Jobs.
(1) Answer these questions using the ad delivery passage, one line each:
(a) Up to how many ads per second does the Google Ad delivery system normally deliver with the campaign settings used?
(b) On which day was the highest two-hour period of ad delivery seen, and about how many ads were delivered in it?
(c) How long is the TTL on the DNS data?
(2) For each statement, say whether the ad delivery passage agrees with it. Answer yes or no, and quote the words that decide it.
(a) In each 24-hour period, the ad was delivered between 230,000 and 330,000 times.
(b) The DNS name server and the web server for the experiment were separate servers.
(c) Transactions on the server were logged only at the application level.
(3) Retype the ad delivery passage from "The highest 2" to "the DNS data.".

Page.
Figure 1 – Per-second Ad Impression Rate

It appears that the Google Ad delivery system normally delivers up to 10 ads per second with the settings we used for the advertising campaign.

But in our case it's not the peak per second rate that is the issue. We are interested in the number of ads that are delivered in any two hour interval. The number of ads delivered in a two hour sliding window on a second-by-second basis for a number of days of an ad campaign is shown in Figure 2.

Figure 2 – 2 Hour Sliding Window Per-second Ad Impression Rate

The highest 2 hour period of ad delivery was experienced on the first day of the experiment, where a peak of some 75,000 ads were delivered in a two hour period. The overall result was that in each 24 hour period the ad was delivered between 230,000 and 330,000 times.

Therefore, an ad delivery system that cycles through 250,000 unique labels will have a cycle period of between 18 to 26 hours. This appears to be adequately longer than the 1 hour TTL on the DNS data.

The experiment is measured at two points:

The end system’s browser measures the elapsed time from the time the fetch URL is dynamically added to the end system's document until the time when the object fetch has successfully completed. In the context of this experiment, this would conventionally generate three time values, each of which measure the time taken to resolve the URL and then undertake an HTTP fetch of the referenced object.
The server used for this experiment is both the DNS authoritative name server for these domain names and the web server for the URLs. All transactions on this server are logged at both the application level, where the DNS name daemon logs DNS queries as they are received and the web server logs URL fetches as they are completed, and the packet level, where all incoming and outgoings packets are recorded.

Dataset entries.
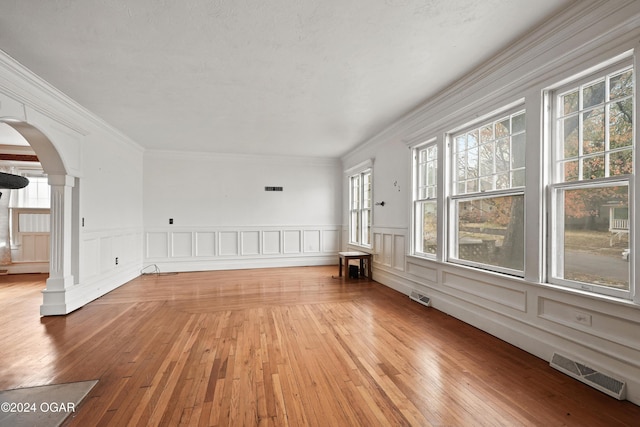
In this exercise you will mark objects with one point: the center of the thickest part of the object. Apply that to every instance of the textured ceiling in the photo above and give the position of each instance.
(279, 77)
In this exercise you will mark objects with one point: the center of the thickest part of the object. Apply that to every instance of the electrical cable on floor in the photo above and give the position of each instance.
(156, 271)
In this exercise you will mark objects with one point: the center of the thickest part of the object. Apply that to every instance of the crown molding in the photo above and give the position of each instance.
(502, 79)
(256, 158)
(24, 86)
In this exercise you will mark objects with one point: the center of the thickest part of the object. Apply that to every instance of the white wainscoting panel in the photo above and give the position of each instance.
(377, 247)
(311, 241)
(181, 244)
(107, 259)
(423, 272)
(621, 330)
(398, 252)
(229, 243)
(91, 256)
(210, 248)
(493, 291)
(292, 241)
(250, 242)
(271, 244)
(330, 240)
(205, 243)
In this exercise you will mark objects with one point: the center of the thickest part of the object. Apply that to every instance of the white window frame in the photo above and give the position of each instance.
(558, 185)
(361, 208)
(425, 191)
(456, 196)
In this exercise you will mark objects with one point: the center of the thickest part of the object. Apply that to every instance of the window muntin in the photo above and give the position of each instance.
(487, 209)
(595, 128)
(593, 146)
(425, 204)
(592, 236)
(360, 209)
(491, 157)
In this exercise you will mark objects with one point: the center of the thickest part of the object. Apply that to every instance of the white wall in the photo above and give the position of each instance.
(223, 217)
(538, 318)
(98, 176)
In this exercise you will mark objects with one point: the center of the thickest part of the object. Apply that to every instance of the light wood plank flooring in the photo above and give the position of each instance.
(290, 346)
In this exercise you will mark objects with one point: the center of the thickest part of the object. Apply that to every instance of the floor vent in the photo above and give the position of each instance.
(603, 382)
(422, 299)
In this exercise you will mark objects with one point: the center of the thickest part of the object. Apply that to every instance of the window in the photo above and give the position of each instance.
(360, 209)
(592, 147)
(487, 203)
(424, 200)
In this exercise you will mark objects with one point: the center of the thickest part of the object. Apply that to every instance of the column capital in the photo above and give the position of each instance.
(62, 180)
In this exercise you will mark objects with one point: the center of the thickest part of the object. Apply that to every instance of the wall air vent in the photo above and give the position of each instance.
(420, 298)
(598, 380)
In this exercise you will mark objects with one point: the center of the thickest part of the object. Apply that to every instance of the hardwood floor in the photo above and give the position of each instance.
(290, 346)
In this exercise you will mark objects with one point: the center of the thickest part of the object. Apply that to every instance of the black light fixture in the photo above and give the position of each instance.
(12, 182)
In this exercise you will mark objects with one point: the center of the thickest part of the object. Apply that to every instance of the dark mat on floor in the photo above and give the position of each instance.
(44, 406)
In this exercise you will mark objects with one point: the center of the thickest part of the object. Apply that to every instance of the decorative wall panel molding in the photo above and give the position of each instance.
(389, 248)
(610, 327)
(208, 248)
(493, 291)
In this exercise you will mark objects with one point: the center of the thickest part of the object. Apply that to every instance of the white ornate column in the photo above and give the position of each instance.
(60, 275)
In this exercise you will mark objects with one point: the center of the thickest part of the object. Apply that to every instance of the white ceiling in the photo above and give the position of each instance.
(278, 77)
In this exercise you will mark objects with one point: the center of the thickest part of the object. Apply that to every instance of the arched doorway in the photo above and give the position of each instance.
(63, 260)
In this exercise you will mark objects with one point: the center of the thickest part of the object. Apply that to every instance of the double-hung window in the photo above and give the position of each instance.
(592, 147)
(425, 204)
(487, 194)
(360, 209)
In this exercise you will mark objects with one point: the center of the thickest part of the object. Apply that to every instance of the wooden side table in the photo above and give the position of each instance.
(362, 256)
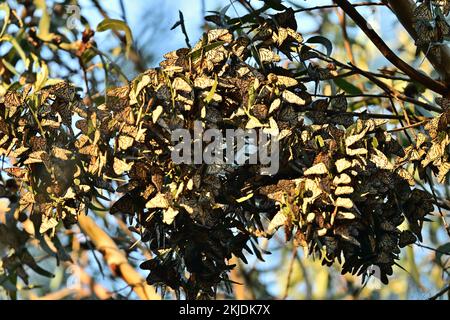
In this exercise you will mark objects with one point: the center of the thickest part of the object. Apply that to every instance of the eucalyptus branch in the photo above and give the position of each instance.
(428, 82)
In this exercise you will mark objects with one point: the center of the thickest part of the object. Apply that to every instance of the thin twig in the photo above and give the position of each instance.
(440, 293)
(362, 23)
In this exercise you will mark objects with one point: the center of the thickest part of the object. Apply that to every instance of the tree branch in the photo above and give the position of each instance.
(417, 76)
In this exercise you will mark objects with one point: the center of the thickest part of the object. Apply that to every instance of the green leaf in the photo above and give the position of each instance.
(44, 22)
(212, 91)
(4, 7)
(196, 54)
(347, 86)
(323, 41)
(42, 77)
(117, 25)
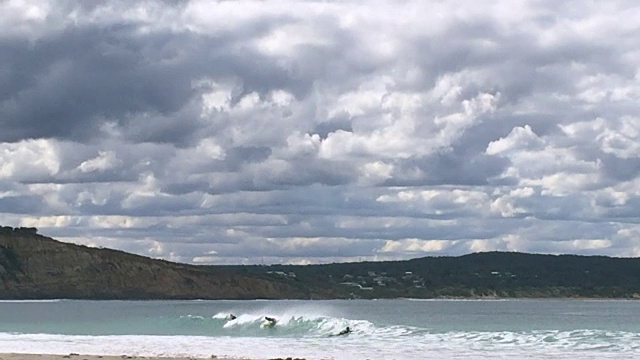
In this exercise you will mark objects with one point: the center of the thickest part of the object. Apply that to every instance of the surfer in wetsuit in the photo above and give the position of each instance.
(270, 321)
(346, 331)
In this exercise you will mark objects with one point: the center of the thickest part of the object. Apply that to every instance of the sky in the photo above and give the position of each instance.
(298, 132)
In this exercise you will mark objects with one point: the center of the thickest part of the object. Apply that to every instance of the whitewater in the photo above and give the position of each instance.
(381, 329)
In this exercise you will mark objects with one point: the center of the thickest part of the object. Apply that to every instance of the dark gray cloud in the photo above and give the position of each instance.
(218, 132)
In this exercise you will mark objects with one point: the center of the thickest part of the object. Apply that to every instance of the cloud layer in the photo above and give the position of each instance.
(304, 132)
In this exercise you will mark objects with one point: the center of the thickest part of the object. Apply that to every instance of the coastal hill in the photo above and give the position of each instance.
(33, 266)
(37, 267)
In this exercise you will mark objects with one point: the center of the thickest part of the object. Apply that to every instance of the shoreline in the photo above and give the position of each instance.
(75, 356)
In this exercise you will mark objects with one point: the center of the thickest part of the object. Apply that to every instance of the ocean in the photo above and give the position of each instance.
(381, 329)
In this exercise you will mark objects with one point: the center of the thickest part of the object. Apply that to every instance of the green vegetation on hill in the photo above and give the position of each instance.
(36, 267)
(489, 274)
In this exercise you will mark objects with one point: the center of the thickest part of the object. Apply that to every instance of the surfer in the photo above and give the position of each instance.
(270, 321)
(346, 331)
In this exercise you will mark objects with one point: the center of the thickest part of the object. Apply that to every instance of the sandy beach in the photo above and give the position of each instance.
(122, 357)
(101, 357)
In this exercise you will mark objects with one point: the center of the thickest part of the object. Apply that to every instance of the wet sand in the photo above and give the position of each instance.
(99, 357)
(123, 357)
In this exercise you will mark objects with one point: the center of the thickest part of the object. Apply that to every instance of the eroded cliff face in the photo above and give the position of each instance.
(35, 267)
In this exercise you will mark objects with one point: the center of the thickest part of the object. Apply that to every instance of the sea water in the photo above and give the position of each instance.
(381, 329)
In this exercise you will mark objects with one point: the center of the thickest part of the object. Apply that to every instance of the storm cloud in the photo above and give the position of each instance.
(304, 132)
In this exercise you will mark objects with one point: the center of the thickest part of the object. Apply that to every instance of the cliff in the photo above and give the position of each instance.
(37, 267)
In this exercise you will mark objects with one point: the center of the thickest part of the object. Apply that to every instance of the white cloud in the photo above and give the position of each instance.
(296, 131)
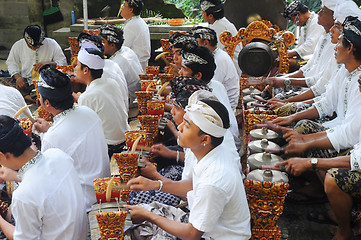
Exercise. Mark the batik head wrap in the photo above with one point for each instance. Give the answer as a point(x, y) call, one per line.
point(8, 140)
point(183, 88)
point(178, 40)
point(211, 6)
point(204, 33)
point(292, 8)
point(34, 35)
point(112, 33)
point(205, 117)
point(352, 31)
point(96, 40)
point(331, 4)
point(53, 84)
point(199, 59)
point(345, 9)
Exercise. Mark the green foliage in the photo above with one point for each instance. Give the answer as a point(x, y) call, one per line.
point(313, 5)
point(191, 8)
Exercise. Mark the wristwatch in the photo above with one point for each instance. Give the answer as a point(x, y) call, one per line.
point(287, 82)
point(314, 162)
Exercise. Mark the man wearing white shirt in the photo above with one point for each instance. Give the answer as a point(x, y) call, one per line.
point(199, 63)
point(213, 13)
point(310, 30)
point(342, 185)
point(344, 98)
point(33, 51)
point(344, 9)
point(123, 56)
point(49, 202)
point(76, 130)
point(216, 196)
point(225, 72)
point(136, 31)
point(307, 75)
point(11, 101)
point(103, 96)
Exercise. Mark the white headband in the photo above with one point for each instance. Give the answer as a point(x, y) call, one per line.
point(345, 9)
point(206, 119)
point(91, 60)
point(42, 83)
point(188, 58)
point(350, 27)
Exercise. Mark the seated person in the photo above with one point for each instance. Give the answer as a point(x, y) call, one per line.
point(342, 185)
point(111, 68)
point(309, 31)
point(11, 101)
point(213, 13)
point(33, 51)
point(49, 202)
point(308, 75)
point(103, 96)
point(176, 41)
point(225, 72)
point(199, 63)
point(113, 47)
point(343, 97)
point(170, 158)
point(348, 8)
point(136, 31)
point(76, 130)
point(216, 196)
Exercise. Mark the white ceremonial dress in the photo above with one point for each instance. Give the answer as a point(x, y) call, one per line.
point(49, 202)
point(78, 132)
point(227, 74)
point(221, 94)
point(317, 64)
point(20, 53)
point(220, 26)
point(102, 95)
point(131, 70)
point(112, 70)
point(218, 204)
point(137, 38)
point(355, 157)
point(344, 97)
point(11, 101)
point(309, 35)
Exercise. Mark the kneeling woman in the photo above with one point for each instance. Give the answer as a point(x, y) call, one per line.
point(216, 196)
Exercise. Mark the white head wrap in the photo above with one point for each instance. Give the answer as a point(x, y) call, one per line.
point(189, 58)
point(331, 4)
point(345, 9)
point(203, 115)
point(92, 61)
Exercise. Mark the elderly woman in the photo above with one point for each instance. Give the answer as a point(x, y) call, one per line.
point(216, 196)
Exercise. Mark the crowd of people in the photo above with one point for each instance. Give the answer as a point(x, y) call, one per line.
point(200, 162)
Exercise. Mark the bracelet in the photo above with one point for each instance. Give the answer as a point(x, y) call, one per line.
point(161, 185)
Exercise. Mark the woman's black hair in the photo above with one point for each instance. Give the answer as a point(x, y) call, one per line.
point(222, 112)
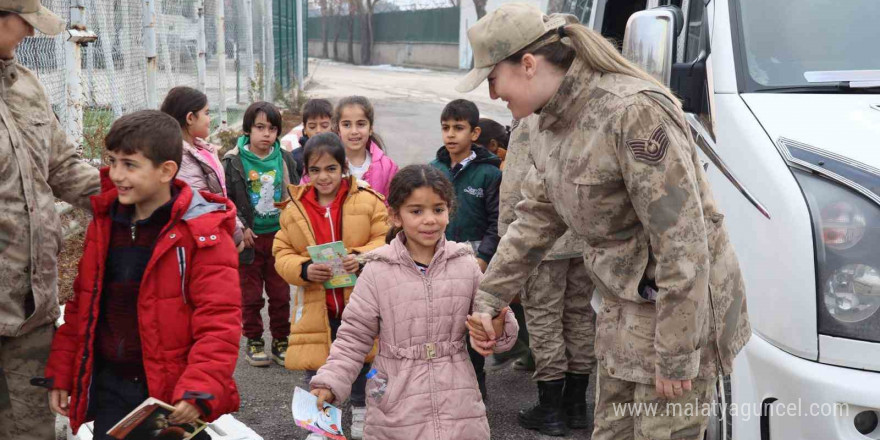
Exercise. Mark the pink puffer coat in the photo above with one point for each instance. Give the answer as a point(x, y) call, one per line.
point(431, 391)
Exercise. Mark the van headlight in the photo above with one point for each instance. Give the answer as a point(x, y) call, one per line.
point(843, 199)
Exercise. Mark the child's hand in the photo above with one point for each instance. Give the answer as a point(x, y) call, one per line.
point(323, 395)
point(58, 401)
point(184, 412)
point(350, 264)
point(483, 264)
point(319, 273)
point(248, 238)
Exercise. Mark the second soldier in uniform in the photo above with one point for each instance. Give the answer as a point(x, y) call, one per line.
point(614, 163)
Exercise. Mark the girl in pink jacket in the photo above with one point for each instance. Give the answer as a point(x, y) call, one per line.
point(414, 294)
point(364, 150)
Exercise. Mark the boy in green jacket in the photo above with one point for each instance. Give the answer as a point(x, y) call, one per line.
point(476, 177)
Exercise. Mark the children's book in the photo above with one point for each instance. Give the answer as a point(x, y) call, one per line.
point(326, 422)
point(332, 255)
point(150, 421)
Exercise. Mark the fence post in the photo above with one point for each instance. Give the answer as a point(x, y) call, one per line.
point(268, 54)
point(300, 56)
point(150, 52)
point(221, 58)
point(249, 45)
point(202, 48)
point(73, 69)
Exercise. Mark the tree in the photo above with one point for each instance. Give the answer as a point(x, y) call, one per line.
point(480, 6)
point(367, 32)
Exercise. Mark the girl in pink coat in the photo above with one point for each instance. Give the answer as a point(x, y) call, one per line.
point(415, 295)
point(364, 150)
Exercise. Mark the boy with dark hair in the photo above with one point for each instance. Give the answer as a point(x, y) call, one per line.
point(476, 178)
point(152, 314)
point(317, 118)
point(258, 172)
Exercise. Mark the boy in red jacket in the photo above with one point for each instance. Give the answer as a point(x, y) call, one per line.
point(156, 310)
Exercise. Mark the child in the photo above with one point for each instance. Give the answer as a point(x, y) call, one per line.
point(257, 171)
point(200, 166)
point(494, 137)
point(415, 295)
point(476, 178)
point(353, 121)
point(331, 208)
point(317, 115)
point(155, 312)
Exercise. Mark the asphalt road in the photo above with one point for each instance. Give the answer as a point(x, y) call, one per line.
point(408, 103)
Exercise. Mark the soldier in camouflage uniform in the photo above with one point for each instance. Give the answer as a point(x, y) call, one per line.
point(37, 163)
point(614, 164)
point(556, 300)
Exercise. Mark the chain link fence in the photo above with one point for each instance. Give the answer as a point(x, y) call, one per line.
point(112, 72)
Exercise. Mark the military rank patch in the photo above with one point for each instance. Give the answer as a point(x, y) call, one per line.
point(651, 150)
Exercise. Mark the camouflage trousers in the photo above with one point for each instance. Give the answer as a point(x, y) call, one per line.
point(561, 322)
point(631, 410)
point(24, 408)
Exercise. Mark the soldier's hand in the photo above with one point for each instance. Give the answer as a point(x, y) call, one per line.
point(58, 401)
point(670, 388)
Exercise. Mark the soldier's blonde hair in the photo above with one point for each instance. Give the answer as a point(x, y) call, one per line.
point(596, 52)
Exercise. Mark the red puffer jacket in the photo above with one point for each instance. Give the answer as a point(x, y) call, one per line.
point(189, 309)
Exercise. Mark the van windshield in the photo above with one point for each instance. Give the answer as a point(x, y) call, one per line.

Results by task.
(1)
(a) Up to 10 ads per second.
(b) On the first day of the experiment, with a peak of some 75,000 ads.
(c) 1 hour.

(2)
(a) Yes: "in each 24 hour period the ad was delivered between 230,000 and 330,000 times"
(b) No: "The server used for this experiment is both the DNS authoritative name server for these domain names and the web server for the URLs"
(c) No: "and the packet level, where all incoming and outgoings packets are recorded"

(3)
The highest 2 hour period of ad delivery was experienced on the first day of the experiment, where a peak of some 75,000 ads were delivered in a two hour period. The overall result was that in each 24 hour period the ad was delivered between 230,000 and 330,000 times.

Therefore, an ad delivery system that cycles through 250,000 unique labels will have a cycle period of between 18 to 26 hours. This appears to be adequately longer than the 1 hour TTL on the DNS data.